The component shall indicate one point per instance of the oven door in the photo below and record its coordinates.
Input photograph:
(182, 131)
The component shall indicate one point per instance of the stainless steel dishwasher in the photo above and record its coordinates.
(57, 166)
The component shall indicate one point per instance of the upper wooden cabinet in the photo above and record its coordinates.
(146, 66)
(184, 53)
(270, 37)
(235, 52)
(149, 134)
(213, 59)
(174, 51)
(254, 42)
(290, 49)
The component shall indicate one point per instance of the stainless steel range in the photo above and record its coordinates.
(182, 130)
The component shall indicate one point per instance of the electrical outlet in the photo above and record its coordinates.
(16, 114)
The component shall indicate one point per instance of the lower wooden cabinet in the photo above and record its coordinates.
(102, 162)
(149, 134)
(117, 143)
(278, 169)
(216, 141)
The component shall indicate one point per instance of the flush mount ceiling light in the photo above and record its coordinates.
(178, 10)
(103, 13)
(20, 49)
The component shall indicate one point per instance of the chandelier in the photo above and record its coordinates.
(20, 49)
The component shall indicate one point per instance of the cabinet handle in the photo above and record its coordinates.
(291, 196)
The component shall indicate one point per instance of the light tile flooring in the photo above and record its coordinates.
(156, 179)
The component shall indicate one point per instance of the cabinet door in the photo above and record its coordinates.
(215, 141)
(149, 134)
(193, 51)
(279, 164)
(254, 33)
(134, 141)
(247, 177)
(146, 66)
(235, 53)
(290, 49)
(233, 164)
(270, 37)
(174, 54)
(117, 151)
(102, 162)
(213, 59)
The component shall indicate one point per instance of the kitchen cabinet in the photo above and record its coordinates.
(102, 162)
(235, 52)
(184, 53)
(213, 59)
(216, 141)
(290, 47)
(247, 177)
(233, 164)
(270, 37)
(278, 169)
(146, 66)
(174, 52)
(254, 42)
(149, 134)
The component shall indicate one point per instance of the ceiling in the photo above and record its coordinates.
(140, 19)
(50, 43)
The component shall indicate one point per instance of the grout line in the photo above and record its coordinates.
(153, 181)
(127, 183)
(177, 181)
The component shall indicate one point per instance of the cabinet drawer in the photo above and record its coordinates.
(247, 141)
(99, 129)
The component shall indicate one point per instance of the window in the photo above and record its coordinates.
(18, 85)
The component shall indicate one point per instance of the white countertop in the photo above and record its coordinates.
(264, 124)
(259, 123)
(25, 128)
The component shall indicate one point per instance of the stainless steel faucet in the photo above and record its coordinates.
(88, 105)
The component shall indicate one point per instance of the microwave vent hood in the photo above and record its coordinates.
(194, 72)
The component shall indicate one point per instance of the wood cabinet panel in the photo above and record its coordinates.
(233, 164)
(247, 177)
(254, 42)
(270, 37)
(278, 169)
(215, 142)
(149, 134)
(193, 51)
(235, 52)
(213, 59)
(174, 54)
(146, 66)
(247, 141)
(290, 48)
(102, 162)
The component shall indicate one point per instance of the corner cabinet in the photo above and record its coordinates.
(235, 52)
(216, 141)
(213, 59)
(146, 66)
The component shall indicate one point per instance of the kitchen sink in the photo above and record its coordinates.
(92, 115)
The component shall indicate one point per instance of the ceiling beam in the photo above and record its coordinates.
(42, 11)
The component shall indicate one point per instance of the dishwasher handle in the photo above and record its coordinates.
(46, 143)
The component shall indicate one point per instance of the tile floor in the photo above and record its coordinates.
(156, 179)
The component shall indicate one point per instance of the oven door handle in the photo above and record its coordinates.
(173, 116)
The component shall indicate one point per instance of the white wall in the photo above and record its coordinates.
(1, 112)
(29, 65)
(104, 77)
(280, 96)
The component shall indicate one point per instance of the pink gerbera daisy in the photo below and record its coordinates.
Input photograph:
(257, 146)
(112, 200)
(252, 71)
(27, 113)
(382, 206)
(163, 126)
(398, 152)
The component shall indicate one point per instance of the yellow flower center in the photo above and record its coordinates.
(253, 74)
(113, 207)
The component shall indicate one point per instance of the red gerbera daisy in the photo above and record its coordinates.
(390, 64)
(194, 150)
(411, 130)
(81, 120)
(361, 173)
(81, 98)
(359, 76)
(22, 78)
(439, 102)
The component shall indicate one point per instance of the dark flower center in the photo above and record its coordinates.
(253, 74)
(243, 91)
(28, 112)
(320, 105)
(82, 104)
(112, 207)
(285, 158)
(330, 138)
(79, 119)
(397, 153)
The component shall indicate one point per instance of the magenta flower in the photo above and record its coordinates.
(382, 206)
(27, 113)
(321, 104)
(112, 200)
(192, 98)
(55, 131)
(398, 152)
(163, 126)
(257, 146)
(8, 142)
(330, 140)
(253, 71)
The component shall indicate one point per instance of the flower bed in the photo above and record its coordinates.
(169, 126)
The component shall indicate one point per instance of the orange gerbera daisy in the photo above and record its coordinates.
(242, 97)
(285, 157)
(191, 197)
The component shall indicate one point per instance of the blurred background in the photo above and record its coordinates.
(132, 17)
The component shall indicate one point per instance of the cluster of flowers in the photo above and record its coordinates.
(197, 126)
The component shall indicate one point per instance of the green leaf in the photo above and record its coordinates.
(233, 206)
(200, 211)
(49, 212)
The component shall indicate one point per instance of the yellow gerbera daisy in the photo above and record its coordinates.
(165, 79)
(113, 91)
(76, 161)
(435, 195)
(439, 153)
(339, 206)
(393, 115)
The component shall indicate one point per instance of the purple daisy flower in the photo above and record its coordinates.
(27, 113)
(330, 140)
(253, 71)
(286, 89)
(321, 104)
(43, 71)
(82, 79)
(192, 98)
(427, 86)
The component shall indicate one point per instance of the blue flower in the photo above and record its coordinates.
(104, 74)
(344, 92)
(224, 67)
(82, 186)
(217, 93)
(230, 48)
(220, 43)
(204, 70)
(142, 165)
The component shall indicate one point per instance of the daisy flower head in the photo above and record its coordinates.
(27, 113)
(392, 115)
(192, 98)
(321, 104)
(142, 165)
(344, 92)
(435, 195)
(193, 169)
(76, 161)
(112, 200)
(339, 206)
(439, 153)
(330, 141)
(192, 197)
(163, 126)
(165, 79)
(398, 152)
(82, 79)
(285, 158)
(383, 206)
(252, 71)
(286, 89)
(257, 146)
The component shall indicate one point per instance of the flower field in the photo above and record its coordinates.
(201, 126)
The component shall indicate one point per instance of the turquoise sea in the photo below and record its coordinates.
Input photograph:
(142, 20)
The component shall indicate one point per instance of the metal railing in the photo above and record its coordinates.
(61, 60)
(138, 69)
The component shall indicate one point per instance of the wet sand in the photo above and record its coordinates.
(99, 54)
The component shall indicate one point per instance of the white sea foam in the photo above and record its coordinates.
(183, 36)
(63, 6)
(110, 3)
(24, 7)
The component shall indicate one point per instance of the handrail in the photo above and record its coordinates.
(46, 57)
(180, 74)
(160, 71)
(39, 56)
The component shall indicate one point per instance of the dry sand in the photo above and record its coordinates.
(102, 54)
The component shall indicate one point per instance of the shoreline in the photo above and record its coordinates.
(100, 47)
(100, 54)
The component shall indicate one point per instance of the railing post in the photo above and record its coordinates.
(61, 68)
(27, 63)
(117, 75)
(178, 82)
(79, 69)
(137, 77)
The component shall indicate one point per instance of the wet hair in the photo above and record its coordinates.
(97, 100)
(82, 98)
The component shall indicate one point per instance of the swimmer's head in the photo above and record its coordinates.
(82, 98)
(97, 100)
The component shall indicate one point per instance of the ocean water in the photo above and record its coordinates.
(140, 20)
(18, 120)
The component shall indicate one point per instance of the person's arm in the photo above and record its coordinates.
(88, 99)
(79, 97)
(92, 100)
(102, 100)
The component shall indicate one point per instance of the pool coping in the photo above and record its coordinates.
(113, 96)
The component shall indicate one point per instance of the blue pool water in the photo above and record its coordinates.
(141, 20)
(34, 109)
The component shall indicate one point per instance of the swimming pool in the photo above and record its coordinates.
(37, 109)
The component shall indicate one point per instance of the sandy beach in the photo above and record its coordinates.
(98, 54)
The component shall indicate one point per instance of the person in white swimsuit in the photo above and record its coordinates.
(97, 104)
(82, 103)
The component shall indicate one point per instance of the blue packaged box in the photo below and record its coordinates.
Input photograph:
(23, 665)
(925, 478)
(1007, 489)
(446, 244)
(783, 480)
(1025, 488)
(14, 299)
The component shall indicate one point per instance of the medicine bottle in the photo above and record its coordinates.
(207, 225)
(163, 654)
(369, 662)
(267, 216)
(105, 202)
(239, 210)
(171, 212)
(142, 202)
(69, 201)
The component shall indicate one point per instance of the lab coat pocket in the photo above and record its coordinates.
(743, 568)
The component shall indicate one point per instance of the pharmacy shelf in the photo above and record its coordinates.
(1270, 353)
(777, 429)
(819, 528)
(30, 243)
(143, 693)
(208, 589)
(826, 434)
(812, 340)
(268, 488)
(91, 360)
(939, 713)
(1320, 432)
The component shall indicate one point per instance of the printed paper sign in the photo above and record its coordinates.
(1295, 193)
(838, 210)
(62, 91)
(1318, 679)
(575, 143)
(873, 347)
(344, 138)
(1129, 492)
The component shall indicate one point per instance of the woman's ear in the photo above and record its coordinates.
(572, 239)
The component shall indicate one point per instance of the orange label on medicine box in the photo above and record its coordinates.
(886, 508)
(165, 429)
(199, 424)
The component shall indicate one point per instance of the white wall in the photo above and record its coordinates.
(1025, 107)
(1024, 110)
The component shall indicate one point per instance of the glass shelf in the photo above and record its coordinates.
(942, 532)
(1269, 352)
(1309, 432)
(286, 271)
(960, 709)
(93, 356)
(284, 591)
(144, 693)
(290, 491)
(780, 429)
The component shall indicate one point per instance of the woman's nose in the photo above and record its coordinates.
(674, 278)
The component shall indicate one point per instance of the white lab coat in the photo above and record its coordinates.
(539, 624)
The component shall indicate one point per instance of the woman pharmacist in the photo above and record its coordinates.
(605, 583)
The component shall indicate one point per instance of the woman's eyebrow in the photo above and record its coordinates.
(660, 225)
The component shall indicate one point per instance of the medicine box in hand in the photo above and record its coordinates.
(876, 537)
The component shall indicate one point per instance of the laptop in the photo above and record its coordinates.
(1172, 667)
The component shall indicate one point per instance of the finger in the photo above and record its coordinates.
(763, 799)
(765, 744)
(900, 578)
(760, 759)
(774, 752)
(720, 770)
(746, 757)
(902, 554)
------------------------------------
▶ [Requirements] Turn the lines of the data from the one containing "of the laptop" through the end of the data, inclusive, into a Markdown table with a "No." column numbering each row and a "Text" column holding the line, leaving out any blank lines.

▶ [Exercise result]
| No. | Text |
|---|---|
| 1 | The component shall indicate one point per instance of the laptop in the photo above and record its coordinates. |
| 2 | (1172, 667) |
| 3 | The component shall indicate one point per instance of the finger in the photo above and record its coordinates. |
| 4 | (763, 799) |
| 5 | (765, 744) |
| 6 | (900, 578) |
| 7 | (760, 759) |
| 8 | (774, 752) |
| 9 | (720, 770) |
| 10 | (746, 757) |
| 11 | (902, 554) |